=== INPUT DATA ===

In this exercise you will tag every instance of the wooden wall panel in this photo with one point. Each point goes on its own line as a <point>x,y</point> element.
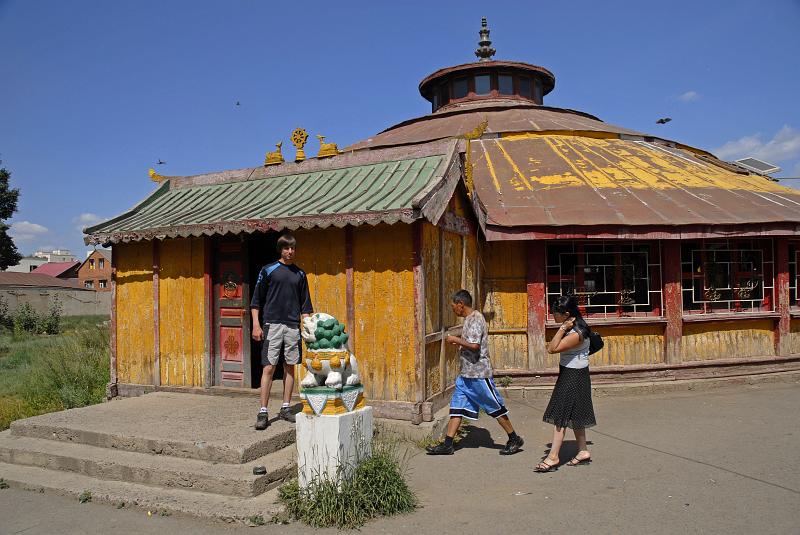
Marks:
<point>793,338</point>
<point>182,321</point>
<point>725,340</point>
<point>321,254</point>
<point>135,333</point>
<point>384,310</point>
<point>452,257</point>
<point>431,266</point>
<point>433,379</point>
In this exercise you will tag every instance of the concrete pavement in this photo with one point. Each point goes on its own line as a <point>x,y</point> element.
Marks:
<point>720,461</point>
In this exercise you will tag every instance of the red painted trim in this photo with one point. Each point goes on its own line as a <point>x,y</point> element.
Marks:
<point>113,373</point>
<point>156,314</point>
<point>536,286</point>
<point>350,291</point>
<point>419,314</point>
<point>208,292</point>
<point>782,296</point>
<point>645,232</point>
<point>673,301</point>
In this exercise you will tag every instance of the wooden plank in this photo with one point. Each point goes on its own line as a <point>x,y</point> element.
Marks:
<point>156,315</point>
<point>419,313</point>
<point>113,335</point>
<point>536,290</point>
<point>208,323</point>
<point>673,301</point>
<point>782,296</point>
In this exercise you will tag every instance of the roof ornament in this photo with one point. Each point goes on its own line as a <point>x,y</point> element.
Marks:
<point>485,50</point>
<point>275,157</point>
<point>299,138</point>
<point>326,150</point>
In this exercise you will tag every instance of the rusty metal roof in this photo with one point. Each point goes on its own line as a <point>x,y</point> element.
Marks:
<point>535,180</point>
<point>375,187</point>
<point>503,116</point>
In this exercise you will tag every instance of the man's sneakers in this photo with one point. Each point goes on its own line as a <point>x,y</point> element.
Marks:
<point>440,449</point>
<point>286,414</point>
<point>262,421</point>
<point>512,446</point>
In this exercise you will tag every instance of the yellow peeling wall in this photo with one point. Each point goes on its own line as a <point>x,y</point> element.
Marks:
<point>726,340</point>
<point>384,331</point>
<point>134,312</point>
<point>182,321</point>
<point>505,303</point>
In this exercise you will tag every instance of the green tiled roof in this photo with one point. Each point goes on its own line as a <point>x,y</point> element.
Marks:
<point>383,191</point>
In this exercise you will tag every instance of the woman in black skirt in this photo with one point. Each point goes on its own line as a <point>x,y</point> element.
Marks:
<point>571,402</point>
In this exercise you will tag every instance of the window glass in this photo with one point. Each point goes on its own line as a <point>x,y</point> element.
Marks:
<point>525,87</point>
<point>460,88</point>
<point>483,84</point>
<point>505,84</point>
<point>609,279</point>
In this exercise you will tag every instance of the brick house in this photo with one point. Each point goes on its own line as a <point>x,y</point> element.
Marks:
<point>95,272</point>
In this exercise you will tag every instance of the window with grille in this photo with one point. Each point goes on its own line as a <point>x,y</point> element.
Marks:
<point>609,279</point>
<point>727,276</point>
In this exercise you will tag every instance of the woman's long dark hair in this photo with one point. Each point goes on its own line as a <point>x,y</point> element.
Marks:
<point>567,304</point>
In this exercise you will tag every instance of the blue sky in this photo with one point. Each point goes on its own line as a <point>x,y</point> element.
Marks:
<point>93,93</point>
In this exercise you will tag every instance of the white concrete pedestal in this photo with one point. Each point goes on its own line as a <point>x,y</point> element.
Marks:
<point>329,446</point>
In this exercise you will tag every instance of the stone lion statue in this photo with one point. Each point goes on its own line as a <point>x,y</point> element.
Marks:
<point>328,361</point>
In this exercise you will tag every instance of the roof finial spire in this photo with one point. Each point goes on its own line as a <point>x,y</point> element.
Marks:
<point>485,50</point>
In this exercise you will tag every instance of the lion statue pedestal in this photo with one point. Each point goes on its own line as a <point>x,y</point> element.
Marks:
<point>334,431</point>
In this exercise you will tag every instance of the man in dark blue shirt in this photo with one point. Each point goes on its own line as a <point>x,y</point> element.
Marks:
<point>281,292</point>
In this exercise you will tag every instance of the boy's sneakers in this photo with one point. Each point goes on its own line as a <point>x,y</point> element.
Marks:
<point>512,446</point>
<point>286,414</point>
<point>262,421</point>
<point>440,449</point>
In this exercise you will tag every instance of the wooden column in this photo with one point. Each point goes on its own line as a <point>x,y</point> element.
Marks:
<point>419,322</point>
<point>350,291</point>
<point>783,325</point>
<point>156,321</point>
<point>208,295</point>
<point>672,300</point>
<point>536,285</point>
<point>111,389</point>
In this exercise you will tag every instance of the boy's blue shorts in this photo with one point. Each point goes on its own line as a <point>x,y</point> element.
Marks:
<point>471,395</point>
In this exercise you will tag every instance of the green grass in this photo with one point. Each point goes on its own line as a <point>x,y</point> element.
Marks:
<point>45,373</point>
<point>376,488</point>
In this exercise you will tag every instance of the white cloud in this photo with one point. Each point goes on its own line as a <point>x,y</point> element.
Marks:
<point>86,220</point>
<point>785,145</point>
<point>26,231</point>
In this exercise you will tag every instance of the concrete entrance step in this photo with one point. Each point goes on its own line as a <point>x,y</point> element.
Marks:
<point>157,500</point>
<point>193,426</point>
<point>148,469</point>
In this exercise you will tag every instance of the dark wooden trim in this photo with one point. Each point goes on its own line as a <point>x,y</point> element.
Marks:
<point>419,315</point>
<point>782,296</point>
<point>111,391</point>
<point>350,289</point>
<point>536,288</point>
<point>672,297</point>
<point>156,314</point>
<point>208,293</point>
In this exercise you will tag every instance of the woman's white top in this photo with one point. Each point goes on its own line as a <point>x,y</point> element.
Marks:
<point>578,356</point>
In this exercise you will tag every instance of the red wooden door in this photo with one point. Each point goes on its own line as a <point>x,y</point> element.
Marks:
<point>231,315</point>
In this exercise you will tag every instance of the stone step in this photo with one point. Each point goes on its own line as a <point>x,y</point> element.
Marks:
<point>157,500</point>
<point>209,428</point>
<point>148,469</point>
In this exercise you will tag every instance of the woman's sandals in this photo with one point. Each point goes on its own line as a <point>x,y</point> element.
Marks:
<point>544,467</point>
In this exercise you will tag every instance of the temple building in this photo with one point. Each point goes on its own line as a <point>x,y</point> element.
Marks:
<point>686,264</point>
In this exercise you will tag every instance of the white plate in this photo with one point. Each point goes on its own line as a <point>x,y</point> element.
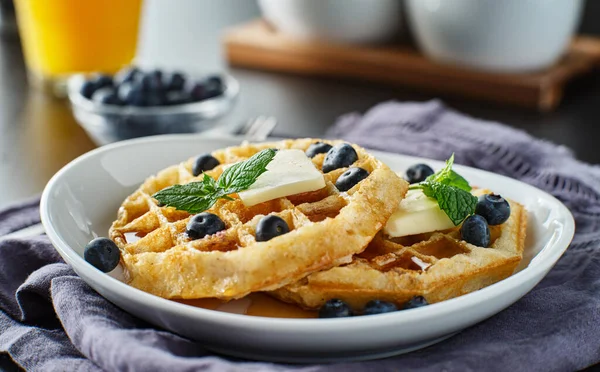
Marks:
<point>82,199</point>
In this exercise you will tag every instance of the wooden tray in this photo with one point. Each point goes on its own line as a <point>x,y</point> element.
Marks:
<point>256,45</point>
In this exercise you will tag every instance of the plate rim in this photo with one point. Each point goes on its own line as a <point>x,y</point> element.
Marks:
<point>290,324</point>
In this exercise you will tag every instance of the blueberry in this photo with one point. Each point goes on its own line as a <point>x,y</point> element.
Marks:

===

### TASK PROMPT
Copy word for word the lines of the records above, from the line containing "the white plate" through the end of the records. Leave the pictures out.

### WRITTEN RESPONSE
In this exercise you will tag every instance of the white plate in this photo with one point. Each point goes on its own line as a <point>x,y</point> element.
Marks:
<point>82,199</point>
In this exercise you will tag every instance of the wooden tray in this photo with one point. Each point goes on its own line as a <point>x,y</point> element.
Marks:
<point>256,45</point>
In this exercise you will tag every instance of the plate rim in this photo with one point. Each point goes on its own line as a <point>x,y</point> element.
Marks:
<point>290,324</point>
In this exercise you will tag every instance of the blueberry in this photo with one point. Each point goes on its own line as a <point>x,y</point> element.
Marks:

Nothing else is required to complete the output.